Exercise aim: Search the entries for the word "rough" and copy each line that has it.

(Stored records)
_ _ _ _
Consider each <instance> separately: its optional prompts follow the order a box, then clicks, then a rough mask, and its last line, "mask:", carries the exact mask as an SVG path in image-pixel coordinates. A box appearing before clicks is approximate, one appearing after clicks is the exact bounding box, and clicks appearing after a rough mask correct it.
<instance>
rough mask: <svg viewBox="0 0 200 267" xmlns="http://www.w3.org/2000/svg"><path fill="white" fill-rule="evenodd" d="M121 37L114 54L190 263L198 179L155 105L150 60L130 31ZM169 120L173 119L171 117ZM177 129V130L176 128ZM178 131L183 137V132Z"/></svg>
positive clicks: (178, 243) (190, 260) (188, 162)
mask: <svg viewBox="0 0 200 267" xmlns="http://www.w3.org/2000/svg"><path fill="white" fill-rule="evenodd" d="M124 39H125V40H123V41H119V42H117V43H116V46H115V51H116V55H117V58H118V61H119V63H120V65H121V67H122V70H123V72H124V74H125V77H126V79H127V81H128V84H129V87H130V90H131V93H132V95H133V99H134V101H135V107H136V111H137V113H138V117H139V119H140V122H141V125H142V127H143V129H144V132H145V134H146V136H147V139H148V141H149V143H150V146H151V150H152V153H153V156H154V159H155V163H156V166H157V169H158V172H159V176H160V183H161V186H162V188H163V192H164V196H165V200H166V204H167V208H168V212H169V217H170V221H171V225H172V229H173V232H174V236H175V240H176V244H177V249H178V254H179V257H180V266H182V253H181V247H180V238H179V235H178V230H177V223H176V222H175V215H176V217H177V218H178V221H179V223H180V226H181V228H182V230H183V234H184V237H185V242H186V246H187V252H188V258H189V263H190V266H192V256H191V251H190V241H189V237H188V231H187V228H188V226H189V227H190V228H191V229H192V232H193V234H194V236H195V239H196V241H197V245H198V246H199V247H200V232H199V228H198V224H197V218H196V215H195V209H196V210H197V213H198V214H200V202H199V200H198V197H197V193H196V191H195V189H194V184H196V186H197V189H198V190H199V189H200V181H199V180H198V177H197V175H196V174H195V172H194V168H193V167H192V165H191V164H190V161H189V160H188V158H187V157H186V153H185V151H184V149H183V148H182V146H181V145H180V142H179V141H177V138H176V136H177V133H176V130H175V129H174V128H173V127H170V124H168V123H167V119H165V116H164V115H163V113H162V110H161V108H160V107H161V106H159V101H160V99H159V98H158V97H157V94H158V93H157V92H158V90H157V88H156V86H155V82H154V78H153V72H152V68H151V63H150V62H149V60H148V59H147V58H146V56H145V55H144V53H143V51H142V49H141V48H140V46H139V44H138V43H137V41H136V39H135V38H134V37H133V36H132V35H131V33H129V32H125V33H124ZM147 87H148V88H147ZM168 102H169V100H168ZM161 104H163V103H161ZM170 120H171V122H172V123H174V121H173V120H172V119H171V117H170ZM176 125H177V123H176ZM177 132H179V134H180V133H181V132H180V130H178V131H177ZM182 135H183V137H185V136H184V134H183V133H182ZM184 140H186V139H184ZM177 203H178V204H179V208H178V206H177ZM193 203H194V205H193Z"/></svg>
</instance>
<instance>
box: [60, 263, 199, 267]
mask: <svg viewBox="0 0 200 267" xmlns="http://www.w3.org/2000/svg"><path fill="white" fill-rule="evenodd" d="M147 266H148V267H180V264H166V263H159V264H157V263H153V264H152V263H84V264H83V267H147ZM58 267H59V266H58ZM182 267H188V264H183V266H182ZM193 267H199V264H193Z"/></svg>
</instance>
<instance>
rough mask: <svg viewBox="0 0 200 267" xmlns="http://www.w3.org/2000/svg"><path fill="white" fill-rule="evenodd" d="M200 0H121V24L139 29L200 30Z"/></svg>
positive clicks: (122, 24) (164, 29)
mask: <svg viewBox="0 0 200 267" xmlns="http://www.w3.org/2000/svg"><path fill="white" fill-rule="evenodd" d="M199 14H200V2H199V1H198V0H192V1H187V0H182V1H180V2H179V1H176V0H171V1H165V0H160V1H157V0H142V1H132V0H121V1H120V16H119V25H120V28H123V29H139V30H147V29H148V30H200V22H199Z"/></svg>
_ _ _ _
Task response:
Consider each <instance> separately: its optional prompts follow the order a box, then clicks, then a rough mask, and its last line, "mask:", carries the exact mask as an SVG path in image-pixel coordinates. A box appearing before clicks is approximate, one appearing after clicks is the exact bounding box, and clicks appearing after a rough mask correct it.
rough mask: <svg viewBox="0 0 200 267" xmlns="http://www.w3.org/2000/svg"><path fill="white" fill-rule="evenodd" d="M121 37L114 54L190 263L198 179L155 105L150 60L130 31ZM169 120L173 119L171 117ZM177 129V130L176 128ZM178 131L183 137V132Z"/></svg>
rough mask: <svg viewBox="0 0 200 267" xmlns="http://www.w3.org/2000/svg"><path fill="white" fill-rule="evenodd" d="M200 0H121V24L139 29L200 30Z"/></svg>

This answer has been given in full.